** start SOURCE DOCUMENT **

SCOWCROFT: The interagency process works fundamentally the way the president wants it to work. Each administration has done essentially the same thing in a little different way, depending on how the president wanted to work. I don’t think there’s any magic to it. At this level, things are very heavily personality driven. As Zbig mentioned, in the first Bush term, Condi Rice was junior to Powell and Rumsfeld. In fact, national security advisors have always been junior to all of the statutory members of the NSC in rank.
 
IGNATIUS: In rank, but not really—
 
SCOWCROFT: In rank. But the national security advisor needs to be able to speak with the authority of the president. That’s the key. On this convening of ad hoc groups, I don’t want to overburden the national security advisor. But suppose you made all of the cabinet secretaries members of the NSC, but they would only attend meetings depending on what the subject was. Each cabinet officer would have a liaison in his department called the NSC cell. You would essentially do the same things Zbig is talking about, but you wouldn’t have one group off here and another group over there, operating separately. They’re still tied together, but you can have enough division of responsibility to make it work.
I don’t know if that would be a better structure or not. You’re absolutely right, Zbig, that there’s a serious problem. The National Security Council staffs that you and I had are dwarfed by this one now.
 
IGNATIUS: I’m curious about numbers. How many people did you have working for you, Brent?
 
SCOWCROFT: I fought hard to keep the number of principals, substantive people, under 50.
 
IGNATIUS: What was it for you, Zbig?
 
BRZEZINSKI: About the same. I think we started with 35 and ended up with just about 50. Plus support staff, military, CIA. A full staff of 125 to 150, right?
 
SCOWCROFT: Yes. It’s much bigger now. I had one deputy.
 
BRZEZINSKI: Same here.
 
SCOWCROFT: There are seven now. It has gotten unwieldy. One of the enormous advantages of the NSC for a president is its agility. If a president calls a department to ask for something, it can take forever to get it. The NSC can operate very quickly. It’s important to preserve that capacity for instant response to the president. But the span of authority is getting so wide that the agency can’t cover all the areas it needs to cover and still maintain that instant response.
 
BRZEZINSKI: Let me make another point about what the new president needs. It’s something which is very hard to convey. But my experience taught me that it’s very, very easy for even the most independent-minded, self-critical president to get a swelled head in no time flat. The atmosphere in the White House is so conducive to flattery, and to elbowing in order to get in the good graces of the president, that it’s very easy for a president to lose a sense of reality about himself and, in the larger sense, about the world.
The president has to have, both in the domestic area and in foreign affairs, some people who are not charged with line responsibility but who are his confidants. It has to be somebody that McCain or Clinton or Obama has known well for a long time, who can be the person who says to the president privately, “That was awfully stupid, what you said,” without any fear of losing their influence or their access. That’s absolutely essential, especially in as complicated a world as the one we have been discussing.

** end SOURCE DOCUMENT **
** start SUPPLIED DATA **

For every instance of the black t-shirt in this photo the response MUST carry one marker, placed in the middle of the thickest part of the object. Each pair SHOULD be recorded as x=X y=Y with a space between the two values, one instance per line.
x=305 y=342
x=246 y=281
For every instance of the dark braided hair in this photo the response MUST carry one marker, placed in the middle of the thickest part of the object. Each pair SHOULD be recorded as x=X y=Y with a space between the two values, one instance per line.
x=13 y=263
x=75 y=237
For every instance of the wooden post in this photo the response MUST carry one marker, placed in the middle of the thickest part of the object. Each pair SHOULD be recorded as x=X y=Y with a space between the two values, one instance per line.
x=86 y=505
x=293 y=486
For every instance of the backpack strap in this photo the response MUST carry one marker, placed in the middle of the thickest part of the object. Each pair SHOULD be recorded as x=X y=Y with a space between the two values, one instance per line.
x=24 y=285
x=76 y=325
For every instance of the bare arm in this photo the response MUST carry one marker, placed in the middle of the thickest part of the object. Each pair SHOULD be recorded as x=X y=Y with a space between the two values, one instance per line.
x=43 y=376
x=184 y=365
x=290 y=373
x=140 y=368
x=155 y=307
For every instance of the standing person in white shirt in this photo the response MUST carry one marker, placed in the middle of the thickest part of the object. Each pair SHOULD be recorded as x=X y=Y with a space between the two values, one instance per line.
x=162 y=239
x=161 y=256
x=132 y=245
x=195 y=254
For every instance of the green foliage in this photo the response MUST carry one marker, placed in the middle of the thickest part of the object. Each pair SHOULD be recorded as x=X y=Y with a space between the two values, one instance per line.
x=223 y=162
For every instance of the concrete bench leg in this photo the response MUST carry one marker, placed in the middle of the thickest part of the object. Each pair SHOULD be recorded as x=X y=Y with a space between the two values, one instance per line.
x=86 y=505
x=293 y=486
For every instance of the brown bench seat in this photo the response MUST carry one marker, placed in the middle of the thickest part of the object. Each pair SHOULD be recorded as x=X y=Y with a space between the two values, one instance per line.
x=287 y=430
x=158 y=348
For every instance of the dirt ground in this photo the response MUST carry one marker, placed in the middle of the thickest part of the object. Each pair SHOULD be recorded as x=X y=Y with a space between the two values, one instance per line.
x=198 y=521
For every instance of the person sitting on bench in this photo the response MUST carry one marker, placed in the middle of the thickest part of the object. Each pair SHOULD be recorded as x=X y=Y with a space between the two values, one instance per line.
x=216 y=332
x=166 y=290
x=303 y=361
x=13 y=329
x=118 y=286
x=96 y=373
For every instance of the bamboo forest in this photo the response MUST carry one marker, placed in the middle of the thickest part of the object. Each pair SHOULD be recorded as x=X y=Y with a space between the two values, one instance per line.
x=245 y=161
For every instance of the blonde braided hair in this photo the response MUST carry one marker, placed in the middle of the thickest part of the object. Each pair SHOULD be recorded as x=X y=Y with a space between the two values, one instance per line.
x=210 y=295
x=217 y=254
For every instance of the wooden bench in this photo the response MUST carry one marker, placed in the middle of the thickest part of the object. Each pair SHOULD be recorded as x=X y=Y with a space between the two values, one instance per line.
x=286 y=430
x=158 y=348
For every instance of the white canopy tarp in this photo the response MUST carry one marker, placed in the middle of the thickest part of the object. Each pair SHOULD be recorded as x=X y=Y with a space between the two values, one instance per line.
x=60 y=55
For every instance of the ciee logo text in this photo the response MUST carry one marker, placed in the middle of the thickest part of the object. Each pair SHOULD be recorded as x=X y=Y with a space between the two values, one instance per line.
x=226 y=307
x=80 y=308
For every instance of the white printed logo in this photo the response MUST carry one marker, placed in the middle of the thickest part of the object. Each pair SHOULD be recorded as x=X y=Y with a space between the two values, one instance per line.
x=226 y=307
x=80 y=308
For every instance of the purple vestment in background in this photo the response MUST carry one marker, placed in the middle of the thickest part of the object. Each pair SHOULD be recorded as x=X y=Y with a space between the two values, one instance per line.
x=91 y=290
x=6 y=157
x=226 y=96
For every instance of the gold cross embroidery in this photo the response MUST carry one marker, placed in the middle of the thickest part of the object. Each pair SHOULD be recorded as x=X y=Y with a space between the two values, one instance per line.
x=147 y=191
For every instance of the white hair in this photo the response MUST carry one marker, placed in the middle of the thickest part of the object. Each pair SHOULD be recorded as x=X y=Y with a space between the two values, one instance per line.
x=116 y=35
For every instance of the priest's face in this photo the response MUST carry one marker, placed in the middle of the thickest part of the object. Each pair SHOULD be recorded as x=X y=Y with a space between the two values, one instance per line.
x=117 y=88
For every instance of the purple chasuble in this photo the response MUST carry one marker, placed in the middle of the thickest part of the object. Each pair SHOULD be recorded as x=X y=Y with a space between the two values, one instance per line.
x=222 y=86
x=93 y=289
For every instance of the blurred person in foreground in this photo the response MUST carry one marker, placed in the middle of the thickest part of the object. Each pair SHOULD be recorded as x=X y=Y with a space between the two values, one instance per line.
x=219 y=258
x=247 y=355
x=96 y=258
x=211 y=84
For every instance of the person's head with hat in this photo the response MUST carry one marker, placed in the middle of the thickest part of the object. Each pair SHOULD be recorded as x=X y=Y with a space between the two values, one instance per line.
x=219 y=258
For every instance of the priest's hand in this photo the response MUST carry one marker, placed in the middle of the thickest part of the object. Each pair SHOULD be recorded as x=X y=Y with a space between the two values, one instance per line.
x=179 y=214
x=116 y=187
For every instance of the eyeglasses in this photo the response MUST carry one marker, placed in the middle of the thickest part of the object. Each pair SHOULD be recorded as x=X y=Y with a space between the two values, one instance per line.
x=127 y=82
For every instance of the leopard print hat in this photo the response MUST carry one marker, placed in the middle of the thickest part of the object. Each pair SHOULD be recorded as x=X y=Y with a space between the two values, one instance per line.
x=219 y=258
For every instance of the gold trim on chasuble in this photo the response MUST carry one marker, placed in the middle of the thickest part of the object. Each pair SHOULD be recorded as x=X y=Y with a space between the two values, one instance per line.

** end SUPPLIED DATA **

__REQUIRED ACTIONS__
**1.** List the records as a numbered list with blank lines left out, starting at the line that contains "For every instance of the priest's hand" and ending at the last line of the records.
**2.** Write what comes next in the discussion of the National Security Council, picking up after its final sentence.

__EXPECTED RESULTS__
**1.**
1. For every instance of the priest's hand in this photo the response MUST carry one marker, placed in the middle of the thickest part of the object. Each pair SHOULD be recorded as x=X y=Y with a space between the two values, one instance per line.
2. x=179 y=214
3. x=116 y=187
4. For every instance of the eyeglasses in this photo the response MUST carry one marker, placed in the middle of the thickest part of the object. Each pair SHOULD be recorded as x=X y=Y with a space between the two values, one instance per line.
5. x=127 y=82
6. For every instance of the leopard print hat in this photo the response MUST carry one marker, placed in the middle of the thickest part of the object. Each pair SHOULD be recorded as x=X y=Y with a space between the two values, one instance per line.
7. x=219 y=258
8. For every instance of the gold trim on chasuble in this photo the response MUST carry one marker, placed in the middle of the thickest part of the object. Each pair SHOULD be recorded as x=X y=Y with a space between the two values, one instance per line.

**2.**
SCOWCROFT: Zbig, that’s called “kitchen cabinet.”
 
BRZEZINSKI: Yeah, sort of, maybe. But not in the sense that these people offer alternative policies or make decisions. But simply keep a critical eye out and inform the president frankly, unabashedly, of problems they see on the horizon or of inadequacies and shortcomings. I don’t know how to define it. But something like that.
What really strikes me when I watch the operations of Bush’s two administrations, and when I think about my own, and LBJ’s, is the really destructive role of flattery.
 
IGNATIUS: Did you feel you could be honest with President Carter?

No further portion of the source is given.